| YOUR OBJECTIVE |
Transcribe all of the entries below verbatim, leaving the pictures out of your answer.
◆ ◆ ◆
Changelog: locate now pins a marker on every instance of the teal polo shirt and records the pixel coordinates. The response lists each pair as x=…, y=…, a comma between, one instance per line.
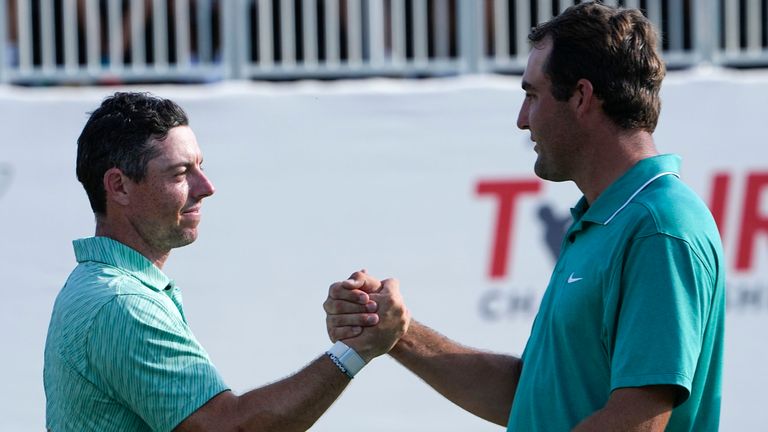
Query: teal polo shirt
x=637, y=298
x=119, y=354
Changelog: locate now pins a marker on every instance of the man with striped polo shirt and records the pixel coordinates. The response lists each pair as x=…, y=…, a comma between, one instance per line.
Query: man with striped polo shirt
x=120, y=355
x=629, y=334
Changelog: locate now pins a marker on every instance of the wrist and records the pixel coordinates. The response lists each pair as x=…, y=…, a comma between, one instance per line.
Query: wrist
x=346, y=359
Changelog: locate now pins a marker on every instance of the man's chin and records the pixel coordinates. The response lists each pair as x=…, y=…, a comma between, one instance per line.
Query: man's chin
x=186, y=237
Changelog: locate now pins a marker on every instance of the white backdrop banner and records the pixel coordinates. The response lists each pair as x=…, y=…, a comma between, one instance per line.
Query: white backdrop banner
x=427, y=181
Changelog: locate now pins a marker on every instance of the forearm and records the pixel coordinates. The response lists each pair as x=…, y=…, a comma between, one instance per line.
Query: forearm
x=294, y=403
x=479, y=382
x=291, y=404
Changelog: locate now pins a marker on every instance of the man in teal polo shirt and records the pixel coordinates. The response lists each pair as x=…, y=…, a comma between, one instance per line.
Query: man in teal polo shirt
x=120, y=355
x=629, y=334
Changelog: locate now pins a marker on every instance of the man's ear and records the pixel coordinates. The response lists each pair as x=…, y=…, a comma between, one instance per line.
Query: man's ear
x=583, y=98
x=117, y=186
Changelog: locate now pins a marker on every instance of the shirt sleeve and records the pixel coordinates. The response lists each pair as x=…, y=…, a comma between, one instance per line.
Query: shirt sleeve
x=664, y=302
x=150, y=361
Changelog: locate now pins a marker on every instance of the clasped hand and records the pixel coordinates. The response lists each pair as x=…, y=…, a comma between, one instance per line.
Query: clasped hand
x=369, y=315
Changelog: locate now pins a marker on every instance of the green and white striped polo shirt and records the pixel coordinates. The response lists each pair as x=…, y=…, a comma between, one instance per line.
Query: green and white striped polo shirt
x=119, y=354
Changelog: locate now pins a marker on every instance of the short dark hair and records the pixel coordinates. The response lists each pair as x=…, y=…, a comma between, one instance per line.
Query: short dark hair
x=120, y=134
x=616, y=50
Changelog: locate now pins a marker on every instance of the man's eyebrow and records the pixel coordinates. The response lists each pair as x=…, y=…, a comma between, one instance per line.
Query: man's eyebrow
x=183, y=164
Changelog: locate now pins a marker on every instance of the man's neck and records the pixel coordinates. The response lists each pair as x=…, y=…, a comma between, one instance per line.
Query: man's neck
x=611, y=158
x=126, y=235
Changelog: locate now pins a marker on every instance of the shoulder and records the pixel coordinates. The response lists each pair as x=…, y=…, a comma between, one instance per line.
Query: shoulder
x=668, y=206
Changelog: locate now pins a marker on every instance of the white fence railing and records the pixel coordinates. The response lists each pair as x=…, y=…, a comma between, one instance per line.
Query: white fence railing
x=91, y=41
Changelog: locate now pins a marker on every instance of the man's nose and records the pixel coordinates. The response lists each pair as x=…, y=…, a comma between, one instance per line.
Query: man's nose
x=522, y=116
x=204, y=187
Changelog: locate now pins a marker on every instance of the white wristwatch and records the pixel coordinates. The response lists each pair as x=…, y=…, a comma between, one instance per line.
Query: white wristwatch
x=346, y=359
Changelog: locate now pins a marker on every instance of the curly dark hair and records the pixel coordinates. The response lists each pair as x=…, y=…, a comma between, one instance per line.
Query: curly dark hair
x=616, y=50
x=120, y=134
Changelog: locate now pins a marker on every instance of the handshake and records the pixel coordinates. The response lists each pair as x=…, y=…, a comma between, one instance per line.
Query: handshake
x=368, y=315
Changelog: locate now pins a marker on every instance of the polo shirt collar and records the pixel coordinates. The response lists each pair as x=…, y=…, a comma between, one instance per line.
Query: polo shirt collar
x=111, y=252
x=621, y=192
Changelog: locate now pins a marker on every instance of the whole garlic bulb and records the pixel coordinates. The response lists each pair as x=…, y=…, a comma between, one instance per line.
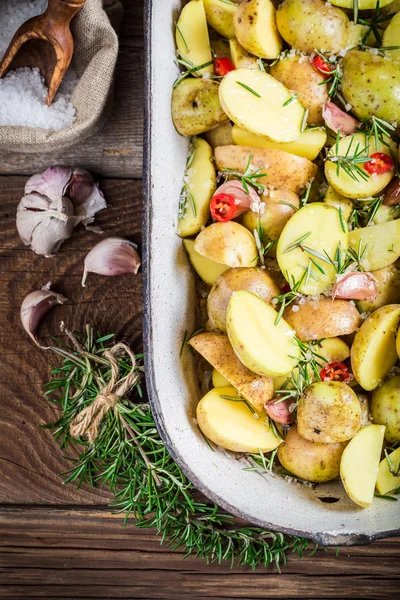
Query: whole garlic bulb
x=44, y=224
x=55, y=202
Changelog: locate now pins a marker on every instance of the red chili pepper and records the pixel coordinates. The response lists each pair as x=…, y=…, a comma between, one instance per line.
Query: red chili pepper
x=335, y=372
x=223, y=66
x=322, y=67
x=222, y=207
x=380, y=163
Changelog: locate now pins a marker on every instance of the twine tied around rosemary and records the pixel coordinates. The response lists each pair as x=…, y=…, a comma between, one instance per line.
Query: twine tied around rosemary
x=87, y=422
◆ ◆ ◆
| ANSWER TO THE EXERCISE |
Changelog: locate now pins a marker on every instance of the teal polo shirt and records the pixel coordinates. The response lists each pair as x=…, y=…, a comma between, one instance per line.
Query: teal polo shirt
x=637, y=298
x=119, y=354
Changelog: locate now pins a marker on every instance of the man with striped polo shirt and records the pixel coordinates. The response lists each pair as x=…, y=…, a comma between, one instance per line.
Query: man with striped polo shirt
x=120, y=355
x=629, y=334
Changelog: locate now pins a marker on every instance of the wrist and records the pixel coordinates. The response lists each pair as x=…, y=…, a comma between, one instance per line.
Query: wrist
x=346, y=359
Changelog: locate now pins a marker on every instance of the man's chin and records the pixel coordinates. The response lists each pair as x=…, y=…, a comma between, one instance per line.
Query: man's chin
x=186, y=237
Changelog: locate now pins a marker on every instance of the white backdrop banner and records the pixel coordinates. The response lists each pair as x=…, y=…, a comma between, one instance per line.
Query: white backdrop banner
x=427, y=181
Changelog: locate now pins a marker on every instance of the forearm and records the pixel coordinates. The response lists each pair as x=…, y=…, a comma between, one instance per line.
Query: forearm
x=294, y=403
x=479, y=382
x=291, y=404
Changelog: locate now pins a marker on every instance of the man in teal polo shirt and records the pixel coordinates. The response lists each pair as x=…, y=…, a comma between, one instance per line.
Query: man in teal polo shirt
x=120, y=355
x=629, y=334
Changelog: locate now pins a marker on every instance of the man's ear and records the pixel coordinates. The response lists each pair as x=…, y=…, a comma between, one instance per line.
Query: man's ear
x=583, y=98
x=117, y=186
Changelog: locate now pins a marker on every instance of the shirt sleeve and records the pixel coordinates. The response lists each pair as x=…, y=…, a comma between, one instance per line.
Query: shirt sleeve
x=664, y=302
x=150, y=361
Changelog: locate now pins a marker on every instance of the clasped hand and records the pixel coordinates. The response lists each pair as x=…, y=…, a comma between, one instance per line.
Query: clasped hand
x=369, y=315
Changelog: locate now pins a marker on every instance of the green and white striped polo shirt and records the pixel coordinates. The response lists each pair as x=…, y=…, a comma between, one instance per line.
Query: green and white striped polo shirt
x=119, y=354
Changelog: locate now pins a marker on every instance of the short dark hair and records the pixel coordinates. The response lists each pair as x=…, y=…, a comma between, one instance per line.
Query: short dark hair
x=120, y=134
x=616, y=50
Changelog: locate now pins a marker on every instance of the man's eyebrow and records the pixel coordinates. The response lists each pair as x=…, y=…, a comma between, one instance per line.
Query: man's eyebrow
x=183, y=164
Changelog: locate now pins a marker on every instance of the man's neck and records the pixel coordinates. The response lists each pair as x=…, y=…, a comma between, one instance per line.
Query: man's neck
x=611, y=158
x=126, y=235
Changelog: locate now pins a marker on every instance of the shoulder and records the pixel coordinates. The response lists each pair as x=…, y=…, a comma between, one instance per line.
Query: shoulder
x=668, y=206
Changelog: locate now pins a marker on every instance of the white fence railing and records the pixel coordinates. The response lists each pair as x=…, y=…, a comma between, one instance per line.
Query: white fence railing
x=91, y=41
Changelog: locate now pins a marker on every instance of the man's nose and records the pixel coordinates. The response lists each pair as x=…, y=…, a comma between, one instance per line.
Query: man's nose
x=522, y=116
x=204, y=187
Changelog: locate now pins a marker on every instance of the white wristwatch and records the pixel coordinates. The response lists each pair as x=…, y=…, a comma between, one instance per line.
Query: white wristwatch
x=346, y=359
Changelog: locate now pins a marker on every instance of the curly dark hair and records the pixel coordinates. The response lists each pair as x=…, y=…, a comma between, one instance per line.
Query: curly dark hair
x=616, y=50
x=120, y=134
Changelog: locate now pins a marker on every instance of the handshake and records the pixel coordinates. The response lists each pair as x=…, y=…, a comma between, one instance per line.
Query: handshake
x=368, y=315
Changelog: locate now pins a marker on every instance of the polo shirt collar and records the pixel coordinates. The response lists each pair as x=…, y=…, a comma between, one instance per line.
Query: polo shirt collar
x=111, y=252
x=621, y=192
Changelog: locate now pins a marker on every instance of the whole garlic bulb and records the pixel coordinates. The response lists each pair as x=…, y=…, a comma between, one instance per line.
Query: whole garlic bulb
x=44, y=224
x=55, y=202
Changelog: locate now pins a marker on every instance of the red chili pepper and records the pixel coordinates. The response lists each pair as x=…, y=…, a comma between, one instance per line.
Query: red chili pepper
x=335, y=372
x=223, y=66
x=322, y=67
x=222, y=207
x=380, y=163
Changelog: locate now pins a marker on every instance of the twine tied around rosemary and records the pixel coordinates. The response lists each pair as x=…, y=…, a comma between, one instance per line.
Query: twine tied around rosemary
x=87, y=422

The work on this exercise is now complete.